Text:
───

As Miss America, Kate Shindle will be visiting a different city every other day, logging 20,000 miles a month, advocating AIDS prevention, the "platform" she adopted in entering the Miss America pageant.
That platform, however, began raising concerns in the Christian community the day after the twenty-year-old college senior from Illinois won her crown and its $40,000 scholarship Sept. 13.
The Associated Press reported Shindle favors giving out condoms in high schools as part of AIDS prevention.
And while saying abstinence is the only foolproof method for preventing the transmission of sexual disease, Shindle noted in a news conference it may not be realistic to think that teens will refrain from premarital sexual relations.
"We need to recognize that, and not try to convince ourselves that we can talk kids out of having sex," Shindle was quoted as saying, "but rather … talk to them about the best ways they can make their behavior safer."
Asked for reaction to Shindle's point of view, one of the organizers of True Love Waits, the popular campaign for sexual abstinence until marriage, said he hopes Miss America's travels will give her a new perspective.
"During her travels this year, I hope Kate has opportunity to meet many of the hundreds of thousands of teenagers who have chosen abstinence until marriage," said Richard Ross of the Southern Baptist Sunday School Board, based in Nashville, Tenn. "That will help her discover that a clear call to abstinence from leaders is not only morally right, it is also a practical strategy.
"The swelling numbers of True Love Waits youth demonstrate that a good percentage of the teenage population is more interested in God's best than a latex crutch," said Ross, who also is a youth minister at a Nashville-area church.
C. Ben Mitchell, consultant on biomedical and life issues for the Southern Baptist Ethics & Religious Liberty Commission and assistant professor of Christian ethics at Southern Baptist Theological Seminary, Louisville, Ky., stated: "Sadly, it is obvious that Miss America is the product of our tragic experiment in social engineering. She clearly thinks it is impossible for teenagers to say 'no' to premarital sex."
Mitchell suggested Shindle instead use her role "to encourage youth to take the moral high ground, not wallow in the moral morass of our sex-addicted culture."
Mitchell added, "The notion that teenagers cannot restrain themselves from having intercourse is a distinctively contemporary idea. Now, we are told, teenagers are held hostage by their hormones." The fact is, sexual abstinence before marriage was the norm before the advent of the "sexual revolution," he said.
"Using Miss Shindle's safe so-called sex message, we could say, 'We can't talk kids out of playing with pipe bombs, we just need to talk to them about ways they can make safer bombs,'" Mitchell said.

───

What you will do:
a: Repeat the part of the Miss America article that begins at the words "That platform, however, began" and stops after "premarital sexual relations.".
b: According to the Miss America article, how large was the scholarship that came with Kate Shindle's crown?

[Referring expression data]
───

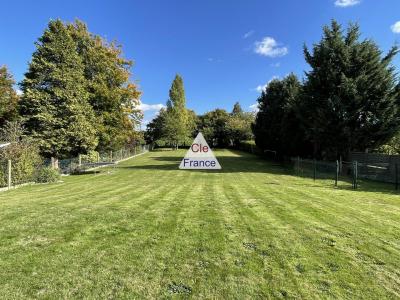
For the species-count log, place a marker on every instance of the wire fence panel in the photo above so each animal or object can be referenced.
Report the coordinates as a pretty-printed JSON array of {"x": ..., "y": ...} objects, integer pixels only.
[
  {"x": 3, "y": 173},
  {"x": 16, "y": 172},
  {"x": 333, "y": 173},
  {"x": 378, "y": 167}
]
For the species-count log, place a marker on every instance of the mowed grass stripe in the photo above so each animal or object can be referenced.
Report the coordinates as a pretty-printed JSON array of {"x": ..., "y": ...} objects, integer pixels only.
[{"x": 147, "y": 229}]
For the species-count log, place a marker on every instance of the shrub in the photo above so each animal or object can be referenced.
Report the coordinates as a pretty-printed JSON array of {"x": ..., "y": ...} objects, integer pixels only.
[
  {"x": 23, "y": 153},
  {"x": 47, "y": 175}
]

───

Exercise answers:
a:
That platform, however, began raising concerns in the Christian community the day after the twenty-year-old college senior from Illinois won her crown and its $40,000 scholarship Sept. 13.
The Associated Press reported Shindle favors giving out condoms in high schools as part of AIDS prevention.
And while saying abstinence is the only foolproof method for preventing the transmission of sexual disease, Shindle noted in a news conference it may not be realistic to think that teens will refrain from premarital sexual relations.

b: $40,000